# Extracted information:
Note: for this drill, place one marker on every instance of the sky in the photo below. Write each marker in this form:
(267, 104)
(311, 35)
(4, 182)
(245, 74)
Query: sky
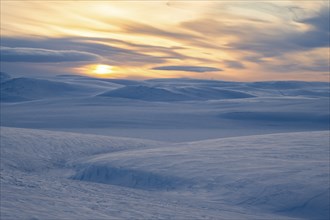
(225, 40)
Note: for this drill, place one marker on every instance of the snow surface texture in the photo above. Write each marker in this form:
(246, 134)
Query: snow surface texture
(57, 175)
(271, 161)
(166, 110)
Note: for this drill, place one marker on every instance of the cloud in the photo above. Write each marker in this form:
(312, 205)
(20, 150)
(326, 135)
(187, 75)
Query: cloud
(234, 64)
(113, 51)
(39, 55)
(199, 69)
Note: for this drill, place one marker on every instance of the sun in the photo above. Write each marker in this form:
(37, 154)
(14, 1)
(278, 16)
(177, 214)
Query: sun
(102, 69)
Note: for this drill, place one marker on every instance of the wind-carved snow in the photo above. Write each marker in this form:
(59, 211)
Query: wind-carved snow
(277, 176)
(268, 159)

# Stated goal:
Copy out all of the material above word for word, leaving out the pictures.

# Answer below:
Note: for this drill, place one marker on every instance of the sky in the photo below. Write each marker in this form:
(267, 104)
(311, 35)
(4, 182)
(245, 74)
Query: sky
(225, 40)
Note: for this drill, place one marker on every instance of the snow surface texture in the photo above. Write each marker in this form:
(246, 134)
Query: snow surface texture
(57, 175)
(271, 161)
(166, 110)
Note: for this drill, place one marker on every instance of the cloud in the photo above. Write each marker in this form:
(312, 205)
(20, 150)
(326, 135)
(187, 75)
Query: cloud
(234, 64)
(113, 51)
(39, 55)
(199, 69)
Note: for this drill, place one marker on every instance of the sun in the photo above. Write each marker in this form:
(37, 154)
(14, 1)
(278, 16)
(177, 214)
Query: sun
(102, 69)
Note: for this drill, place one marker on every instance of the wind-carved snow in the photo above. Write each marker in this form:
(59, 211)
Query: wind-carved snow
(277, 176)
(268, 159)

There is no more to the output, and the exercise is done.